## Текст для чтения
· · · · · · ·
Поэтому в русской культуре не могла зародиться радикальная программа высвобождения репрессированной чувственности, которая родилась на протестантском Западе. У нас чувственность изначально никто не закабалял: наша чувственность скорее “сентиментальна”, чем брутальна и асоциальна, и в этом смысле всегда выступала союзницей нравственности. Программа освобождения репрессированной чувственности пришла в Россию с Запада. Сам тоталитаризм был
интерпретирован как репрессия чувственности, а освобождение от него — как узаконивание ее безграничных прав. В результате появляется еще один глобальный персонаж — чувственный человек, или, точнее, носитель внесоциальной и вненациональной чувственности — неких инвариантов “либидо”, свойственных всем и всегда. Поколенческий разрыв, на котором так настаивают наши либеральные реформаторы, сетующие на неисправимый менталитет старшего поколения, выступает в этом контексте как разрыв высвобожденного из-под оков чувственного начала со всей предшествующей “репрессивной” культурой. Культура связывает людей, — нашим “реформаторам” необходимо их последовательное разъединение: и по временной вертикали — как разъединение поколений, и по горизонтали — как разъединение людей, превращенных в самодостаточные социальные атомы. Отсюда и формулируется заказ на весьма определенный тип чувственности — тот, что сродни “животному эгоизму”.
Однако надо понять, что та революция чувственности, о которой сегодня пекутся борцы с традиционным российским менталитетом, есть не высвобождение чувственного начала, а новая технологическая обработка его. Здесь мы имеем дело не с принципом laissez faire применительно к человеческой чувственности, не пантеистическое поклонение ей, а технологический активизм, заранее знающий, что ему требуется. Наш национальный тип чувственности и чувствительности формировался посредством сопричастности тем началам, которые сами в себе несли красоту и гармонию. Таким был не обезображенный эксцессами индустриализации
национальный пейзаж — источник лирического вдохновения и ностальгического чувства.
· · · · · · ·
## Исходные данные
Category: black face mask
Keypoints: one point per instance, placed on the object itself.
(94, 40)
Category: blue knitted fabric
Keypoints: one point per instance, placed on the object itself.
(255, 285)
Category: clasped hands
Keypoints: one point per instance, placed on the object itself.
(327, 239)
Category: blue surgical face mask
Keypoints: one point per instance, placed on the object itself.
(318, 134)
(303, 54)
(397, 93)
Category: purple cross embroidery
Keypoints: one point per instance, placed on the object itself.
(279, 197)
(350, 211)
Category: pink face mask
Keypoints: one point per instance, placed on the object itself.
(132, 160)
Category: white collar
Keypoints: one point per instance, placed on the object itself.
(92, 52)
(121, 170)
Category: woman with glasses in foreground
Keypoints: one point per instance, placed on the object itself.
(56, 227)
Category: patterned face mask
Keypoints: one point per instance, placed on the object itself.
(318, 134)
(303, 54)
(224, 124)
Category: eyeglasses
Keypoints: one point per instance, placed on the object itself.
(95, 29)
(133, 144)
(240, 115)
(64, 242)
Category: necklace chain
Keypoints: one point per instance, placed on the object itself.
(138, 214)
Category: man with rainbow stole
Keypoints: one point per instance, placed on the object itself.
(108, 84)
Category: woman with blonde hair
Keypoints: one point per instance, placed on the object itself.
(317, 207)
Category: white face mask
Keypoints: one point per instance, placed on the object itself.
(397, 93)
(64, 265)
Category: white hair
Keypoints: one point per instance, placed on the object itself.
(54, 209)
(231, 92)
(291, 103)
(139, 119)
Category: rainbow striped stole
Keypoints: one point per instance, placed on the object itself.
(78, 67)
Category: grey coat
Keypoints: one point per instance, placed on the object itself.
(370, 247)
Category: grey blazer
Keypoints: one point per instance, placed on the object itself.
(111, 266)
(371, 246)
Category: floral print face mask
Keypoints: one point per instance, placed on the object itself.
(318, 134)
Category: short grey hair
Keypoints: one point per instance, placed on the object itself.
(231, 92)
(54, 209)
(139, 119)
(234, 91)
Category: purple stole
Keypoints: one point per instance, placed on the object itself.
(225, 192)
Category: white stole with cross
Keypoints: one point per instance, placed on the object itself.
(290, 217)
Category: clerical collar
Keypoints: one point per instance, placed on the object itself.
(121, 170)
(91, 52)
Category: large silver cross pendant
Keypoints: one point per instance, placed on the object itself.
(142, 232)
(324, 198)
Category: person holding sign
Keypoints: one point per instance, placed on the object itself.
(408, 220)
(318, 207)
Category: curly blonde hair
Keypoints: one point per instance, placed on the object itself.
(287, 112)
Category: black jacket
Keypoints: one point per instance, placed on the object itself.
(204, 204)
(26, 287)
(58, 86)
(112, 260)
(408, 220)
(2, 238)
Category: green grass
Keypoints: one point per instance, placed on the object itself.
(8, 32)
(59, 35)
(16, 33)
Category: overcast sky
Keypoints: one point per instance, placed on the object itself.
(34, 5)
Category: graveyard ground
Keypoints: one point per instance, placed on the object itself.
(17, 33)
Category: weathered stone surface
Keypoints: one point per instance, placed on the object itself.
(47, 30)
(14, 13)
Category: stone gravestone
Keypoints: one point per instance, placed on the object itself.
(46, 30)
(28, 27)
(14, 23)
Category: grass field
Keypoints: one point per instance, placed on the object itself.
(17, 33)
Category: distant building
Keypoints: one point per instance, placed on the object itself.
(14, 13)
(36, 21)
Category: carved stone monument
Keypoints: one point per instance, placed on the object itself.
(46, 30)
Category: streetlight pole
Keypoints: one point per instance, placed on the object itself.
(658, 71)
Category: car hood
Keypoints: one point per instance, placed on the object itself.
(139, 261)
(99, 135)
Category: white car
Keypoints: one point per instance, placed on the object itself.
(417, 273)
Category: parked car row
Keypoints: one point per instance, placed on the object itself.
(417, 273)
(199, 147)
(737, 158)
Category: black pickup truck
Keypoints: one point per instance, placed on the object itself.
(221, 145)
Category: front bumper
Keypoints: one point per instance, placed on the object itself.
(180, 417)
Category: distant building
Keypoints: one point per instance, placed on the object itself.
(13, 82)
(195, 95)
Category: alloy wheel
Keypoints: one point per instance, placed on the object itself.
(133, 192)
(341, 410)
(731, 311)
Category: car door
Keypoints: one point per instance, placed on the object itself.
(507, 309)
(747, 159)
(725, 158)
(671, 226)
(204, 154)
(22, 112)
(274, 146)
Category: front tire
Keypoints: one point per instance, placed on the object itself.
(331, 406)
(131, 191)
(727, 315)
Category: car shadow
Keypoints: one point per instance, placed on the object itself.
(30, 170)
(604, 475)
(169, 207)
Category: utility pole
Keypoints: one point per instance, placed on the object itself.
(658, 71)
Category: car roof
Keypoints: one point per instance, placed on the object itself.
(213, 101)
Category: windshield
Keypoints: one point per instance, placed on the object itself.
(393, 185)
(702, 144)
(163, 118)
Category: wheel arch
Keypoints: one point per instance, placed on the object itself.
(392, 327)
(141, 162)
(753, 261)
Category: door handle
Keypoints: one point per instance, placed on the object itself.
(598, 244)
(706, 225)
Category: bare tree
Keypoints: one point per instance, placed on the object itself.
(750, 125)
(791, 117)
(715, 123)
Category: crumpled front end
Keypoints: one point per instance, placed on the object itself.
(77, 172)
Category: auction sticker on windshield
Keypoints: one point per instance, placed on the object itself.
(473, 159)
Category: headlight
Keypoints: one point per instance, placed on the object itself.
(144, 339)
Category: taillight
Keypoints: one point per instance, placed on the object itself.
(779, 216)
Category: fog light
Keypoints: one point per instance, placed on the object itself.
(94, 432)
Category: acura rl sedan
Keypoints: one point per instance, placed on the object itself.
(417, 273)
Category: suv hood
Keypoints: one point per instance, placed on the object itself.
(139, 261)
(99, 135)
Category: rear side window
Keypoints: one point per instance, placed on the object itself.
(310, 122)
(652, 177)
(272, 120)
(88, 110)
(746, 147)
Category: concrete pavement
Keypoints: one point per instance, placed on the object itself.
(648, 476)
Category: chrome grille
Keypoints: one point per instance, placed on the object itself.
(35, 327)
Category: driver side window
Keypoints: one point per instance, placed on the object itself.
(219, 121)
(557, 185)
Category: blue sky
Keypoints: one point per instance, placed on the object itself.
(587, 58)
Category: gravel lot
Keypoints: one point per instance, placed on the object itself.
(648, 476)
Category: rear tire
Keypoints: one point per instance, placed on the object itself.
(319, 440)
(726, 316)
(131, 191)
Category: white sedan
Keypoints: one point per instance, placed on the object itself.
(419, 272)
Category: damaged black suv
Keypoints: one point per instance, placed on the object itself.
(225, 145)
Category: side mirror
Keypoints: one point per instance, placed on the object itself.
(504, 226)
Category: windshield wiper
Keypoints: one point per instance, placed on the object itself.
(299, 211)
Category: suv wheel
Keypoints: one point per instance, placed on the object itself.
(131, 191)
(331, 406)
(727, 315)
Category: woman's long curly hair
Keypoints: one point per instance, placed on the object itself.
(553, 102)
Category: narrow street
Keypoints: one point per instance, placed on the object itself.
· · · · · · ·
## Задание и требования
Можете ли вы дословно воспроизвести фрагмент текста о чувственности в русской культуре от «Однако надо понять, что» до «и ностальгического чувства.»?

## Результат
Однако надо понять, что та революция чувственности, о которой сегодня пекутся борцы с традиционным российским менталитетом, есть не высвобождение чувственного начала, а новая технологическая обработка его. Здесь мы имеем дело не с принципом laissez faire применительно к человеческой чувственности, не пантеистическое поклонение ей, а технологический активизм, заранее знающий, что ему требуется. Наш национальный тип чувственности и чувствительности формировался посредством сопричастности тем началам, которые сами в себе несли красоту и гармонию. Таким был не обезображенный эксцессами индустриализации
национальный пейзаж — источник лирического вдохновения и ностальгического чувства.